De la muerte a la vida
Mire cada cual para su alma. Muere si peca, porque el pecado es la muerte
del alma (San Agustín)
Hace tiempo un amigo me envío un
powerpoint que contaba la relación entre el mar de Galilea y el mar Muerto. Son
dos lagos alimentados por el mismo río, el río Jordán. Están cerca el uno
del otro, a unos kilómetros, pero son dos lagos totalmente distintos. El mar de
Galilea, también conocido como lago de Tiberiades refleja el azul del cielo y
en su orilla crecen plantas, flores y hay una verde pradera.
El mar muerto, sin embargo, es
todo lo contrario. Es un agua tan densa que parece aceite. Tiene tal
concentración de sal que es imposible que en él haya vida. En el mar muerto, el
agua no fluye, sino que está estancada, no sirve para regar y, en consecuencia,
tampoco puede producir frutos, ni plantas, ni árboles, no engendra vida.
Todos tenemos el mismo origen en
Dios, que nos ha creado iguales, con libertad. Esto supone que todos tenemos
las mismas oportunidades y que, cada uno, somos para lo bueno y para lo malo
dueños de nuestro destino. A diferencia del mar de Galilea o del mar muerto
podemos elegir qué queremos hacer con nuestra vida. Alguien puede pensar: ‘las
circunstancias nos determinan’, ‘en muchas ocasiones no elegimos’, ‘estamos
determinados’. En parte, sólo en parte, porque al final siempre soy yo quien
elige cómo actuar y qué camino tomar.

= Consigna A =
Según el texto sobre el mar de Galilea y el mar Muerto, ¿qué río alimenta a los dos lagos?
= Consigna B =
Transcriba del texto sobre el mar de Galilea y el mar Muerto el fragmento que va desde "Hace tiempo un" hasta "una verde pradera.".
= Consigna C =
Convierta en una lista breve el párrafo del texto sobre el mar de Galilea y el mar Muerto que empieza con "El mar muerto, sin embargo", conservando sus datos principales.

= Datos mostrados =

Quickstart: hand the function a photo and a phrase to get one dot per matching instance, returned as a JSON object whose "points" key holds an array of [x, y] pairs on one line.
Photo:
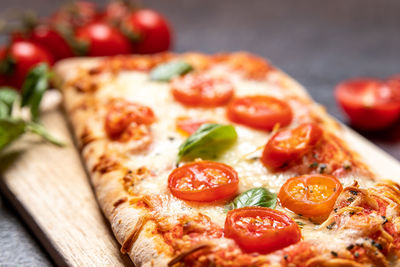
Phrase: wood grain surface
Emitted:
{"points": [[49, 187]]}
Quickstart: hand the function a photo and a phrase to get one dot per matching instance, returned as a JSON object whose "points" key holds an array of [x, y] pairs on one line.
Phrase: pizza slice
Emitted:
{"points": [[224, 160]]}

= Respuesta A =
Los alimenta el río Jordán.

= Respuesta B =
Hace tiempo un amigo me envío un
powerpoint que contaba la relación entre el mar de Galilea y el mar Muerto. Son
dos lagos alimentados por el mismo río, el río Jordán. Están cerca el uno
del otro, a unos kilómetros, pero son dos lagos totalmente distintos. El mar de
Galilea, también conocido como lago de Tiberiades refleja el azul del cielo y
en su orilla crecen plantas, flores y hay una verde pradera.

= Respuesta C =
- El mar Muerto es todo lo contrario del mar de Galilea.
- Su agua es tan densa que parece aceite.
- Tiene tanta sal que en él no puede haber vida.
- El agua no fluye, sino que está estancada.
- No sirve para regar, así que no produce frutos, plantas ni árboles.